提供された抜粋>
%%

シャープは鴻海を「徳川家」にできるか?

真田家のように比較的弱い組織の場合、「強者の力をうまく活用する力」は、その組織が生き残れるかどうかを左右する重要な要素になります。

これは、現代の企業でも同じことです。

単独でやっていく力が十分にない企業の場合、生き残るためには、強い他力を借りることが必要になります。

最近、多くの企業が共同開発を行なったり、M&Aにより大手企業グループの傘下に入ったりしているのは、そのためです。あえて大きな企業の傘下に入ることで、自社の力をさらに高めるチャンスが得られるからです。

さらに最近ではこの動きが、世界レベルにまで達しています。

たとえば、液晶事業の失敗により、現在、経営再建中のシャープ。今まさに強者である台湾の鴻海(ホンハイ)精密工業の資金力と力を頼り、立ち直ろうとしています。

昌幸がいろいろな強者の力を借りて生き残りを図ってきたのと同じことが、現代の企業の世界でも行なわれているのです。

%%

データ項目>
%%

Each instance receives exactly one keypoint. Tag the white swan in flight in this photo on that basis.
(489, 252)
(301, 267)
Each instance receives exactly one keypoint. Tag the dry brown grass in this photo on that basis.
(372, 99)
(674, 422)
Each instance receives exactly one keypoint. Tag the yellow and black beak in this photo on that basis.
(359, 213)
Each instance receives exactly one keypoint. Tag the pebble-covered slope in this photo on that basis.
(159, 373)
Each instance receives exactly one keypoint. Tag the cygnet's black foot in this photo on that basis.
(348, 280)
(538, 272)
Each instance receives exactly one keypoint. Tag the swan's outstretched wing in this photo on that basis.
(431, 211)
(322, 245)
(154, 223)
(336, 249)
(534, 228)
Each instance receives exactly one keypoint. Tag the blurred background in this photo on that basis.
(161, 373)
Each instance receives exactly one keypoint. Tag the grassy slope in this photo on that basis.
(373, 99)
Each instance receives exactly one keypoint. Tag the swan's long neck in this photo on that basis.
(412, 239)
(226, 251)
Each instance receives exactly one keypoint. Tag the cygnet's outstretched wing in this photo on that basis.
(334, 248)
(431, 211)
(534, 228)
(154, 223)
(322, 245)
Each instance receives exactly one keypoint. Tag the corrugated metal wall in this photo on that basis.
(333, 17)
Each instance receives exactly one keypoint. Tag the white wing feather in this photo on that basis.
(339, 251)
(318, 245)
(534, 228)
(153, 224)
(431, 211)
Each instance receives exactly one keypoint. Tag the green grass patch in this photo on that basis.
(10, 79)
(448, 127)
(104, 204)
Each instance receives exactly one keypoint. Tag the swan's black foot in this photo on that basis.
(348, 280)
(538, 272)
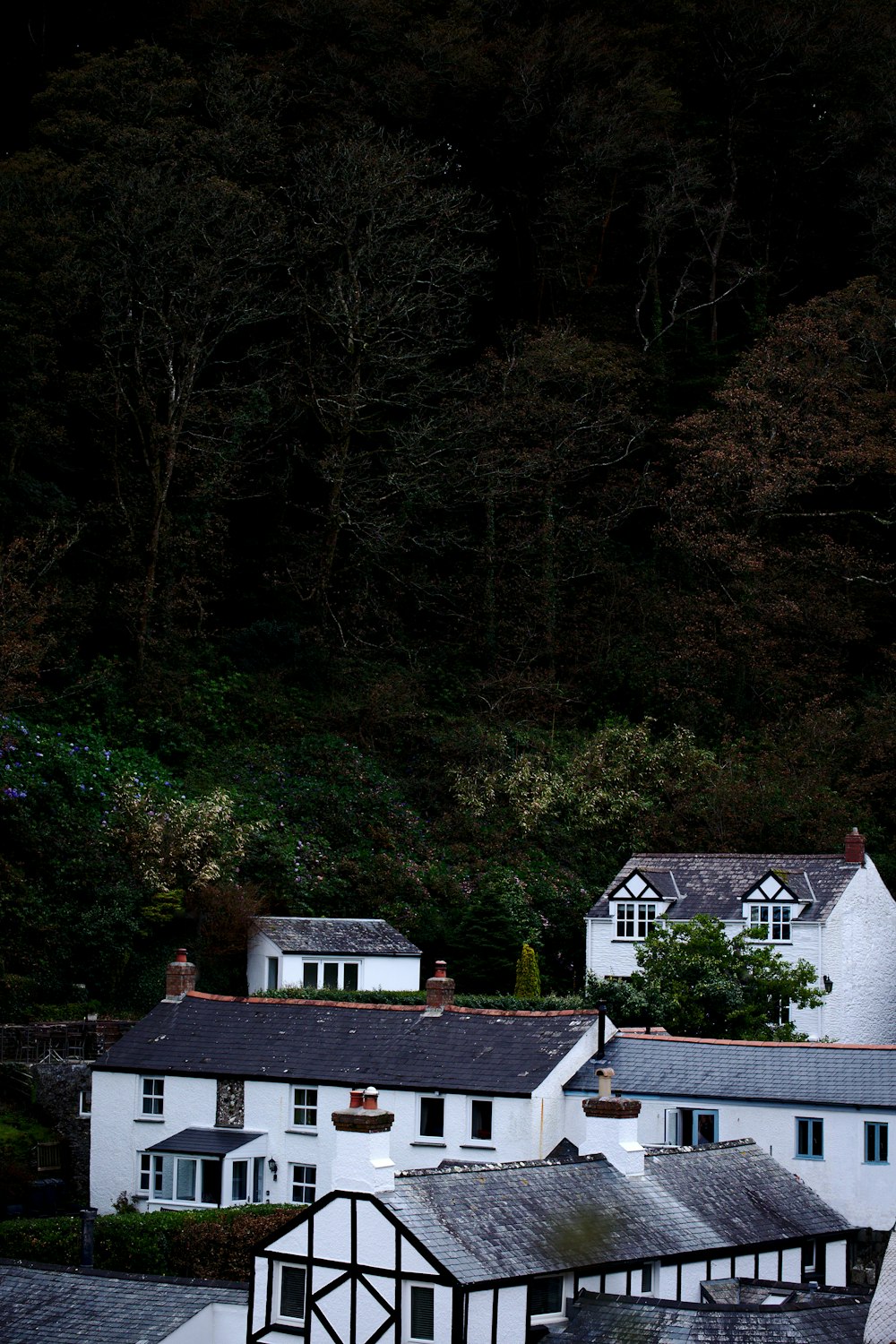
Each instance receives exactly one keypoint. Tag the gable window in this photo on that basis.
(481, 1120)
(432, 1117)
(774, 919)
(546, 1298)
(292, 1292)
(422, 1312)
(152, 1097)
(304, 1183)
(634, 918)
(876, 1142)
(694, 1126)
(810, 1137)
(306, 1107)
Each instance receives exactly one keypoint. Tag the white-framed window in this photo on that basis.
(635, 918)
(292, 1281)
(774, 919)
(432, 1117)
(331, 975)
(481, 1120)
(421, 1312)
(152, 1098)
(304, 1183)
(547, 1298)
(306, 1107)
(180, 1179)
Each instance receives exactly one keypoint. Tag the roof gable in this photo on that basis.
(720, 883)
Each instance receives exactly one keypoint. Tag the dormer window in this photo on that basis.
(774, 919)
(635, 918)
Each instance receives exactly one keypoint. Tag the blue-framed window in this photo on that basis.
(876, 1142)
(810, 1137)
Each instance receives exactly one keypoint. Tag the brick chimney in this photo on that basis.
(180, 976)
(855, 849)
(611, 1128)
(362, 1150)
(440, 989)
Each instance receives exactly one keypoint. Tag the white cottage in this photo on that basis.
(821, 1110)
(489, 1253)
(215, 1101)
(829, 909)
(331, 953)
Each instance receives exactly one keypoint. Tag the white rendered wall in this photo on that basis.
(521, 1129)
(374, 972)
(863, 1193)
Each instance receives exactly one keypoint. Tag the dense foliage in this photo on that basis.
(443, 449)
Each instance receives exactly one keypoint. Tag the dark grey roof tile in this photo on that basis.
(341, 937)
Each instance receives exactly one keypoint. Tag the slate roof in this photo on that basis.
(210, 1142)
(340, 937)
(306, 1040)
(806, 1074)
(519, 1219)
(89, 1306)
(630, 1320)
(716, 883)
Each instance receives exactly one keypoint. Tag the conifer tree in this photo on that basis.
(528, 978)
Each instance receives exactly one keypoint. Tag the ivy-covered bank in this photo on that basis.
(206, 1244)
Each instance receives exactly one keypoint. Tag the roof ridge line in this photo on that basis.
(630, 1034)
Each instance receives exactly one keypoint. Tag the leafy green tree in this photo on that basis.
(528, 980)
(699, 983)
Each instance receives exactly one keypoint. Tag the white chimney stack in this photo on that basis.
(362, 1150)
(611, 1128)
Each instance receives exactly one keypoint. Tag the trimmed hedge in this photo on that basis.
(202, 1244)
(413, 997)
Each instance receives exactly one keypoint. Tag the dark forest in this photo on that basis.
(444, 449)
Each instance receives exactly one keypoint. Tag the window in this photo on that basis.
(634, 919)
(774, 919)
(810, 1142)
(306, 1107)
(546, 1297)
(152, 1097)
(697, 1126)
(292, 1292)
(432, 1117)
(422, 1312)
(239, 1182)
(304, 1183)
(481, 1120)
(876, 1142)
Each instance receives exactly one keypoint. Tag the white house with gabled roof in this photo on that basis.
(330, 953)
(831, 910)
(212, 1101)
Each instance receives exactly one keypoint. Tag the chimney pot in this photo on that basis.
(440, 989)
(180, 976)
(855, 847)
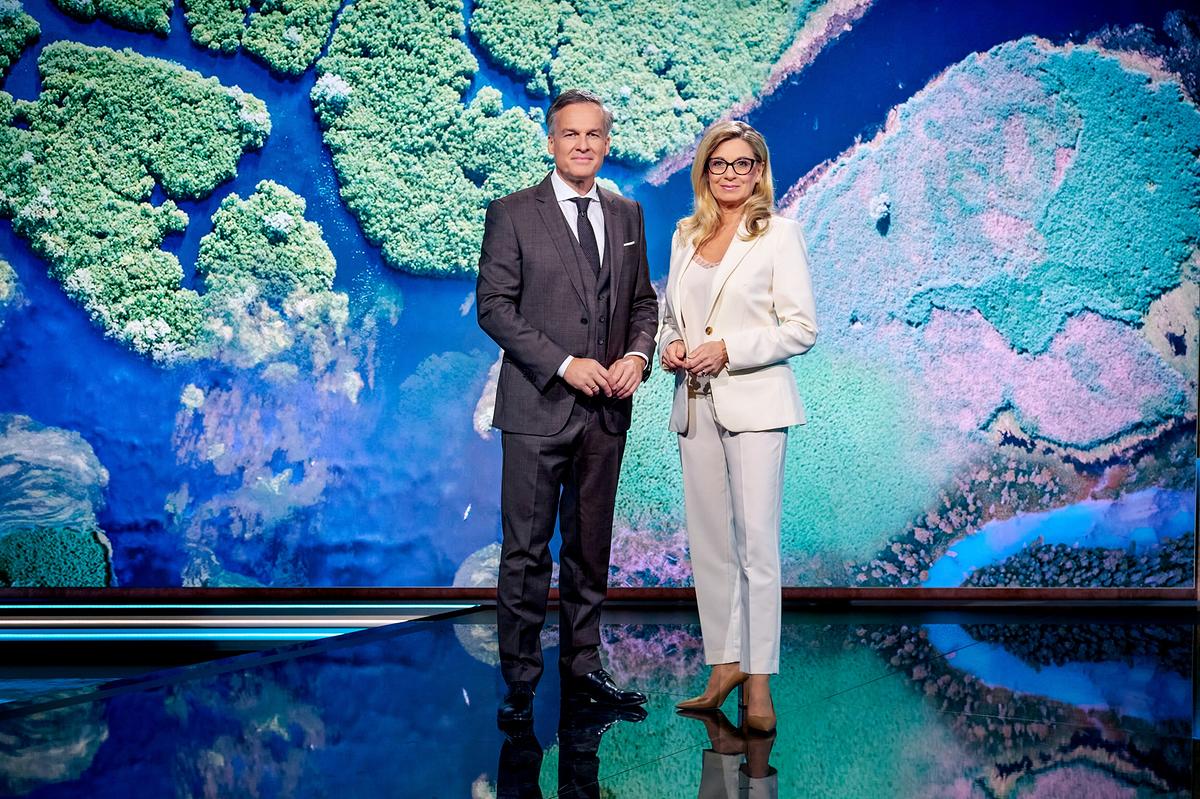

%%

必要な作業>
1 - エントリの中から、「dark」という語を含む行をすべて抜き出してください。
2 - シャープと鴻海についての文章を、最後の文のあとから続けて書いてください。
シャープと鴻海についての文章とエントリは、互いに別々の資料です。

作業ごとの出力>
1 -
Each instance receives exactly one keypoint. Tag the dark grey roof tile in this photo on that basis.
Each instance receives exactly one keypoint. Tag the dark forest in this photo on that basis.

2 -
結局、会社が生き残るかどうかは人

もちろん、鴻海もまたシャープの力を利用しようとしているわけですから、シャープが鴻海の力で立ち直ることができるか、利用されるだけで終わってしまうかは、結局は「人」の問題に帰結するわけです。

鴻海のトップである郭台銘氏は剛腕で知られていますが、彼を相手にシャープの経営陣がいかに駆け引きをすることができるか。それがシャープの命運を決めることになるのです。

で、話は最初の若手経営学者達の会話に戻りまして、「それを言っちゃ~おしめ~よ~」という声が聞こえてきそうですが、どんな話をしていても、結局は「企業は人で決まる!」という結論になってしまうのです。

僕が好きな言葉に「鉄血宰相」と呼ばれたドイツ帝国宰相 オットー・フォン・ビスマルクの言葉があります。

「賢者は歴史に学び、愚者は経験に学ぶ」

我々も歴史から多くのことを学びたいですよね。

陰山孔貴(かげやま・よしき)経営学者(経営学博士・MBA・工学修士)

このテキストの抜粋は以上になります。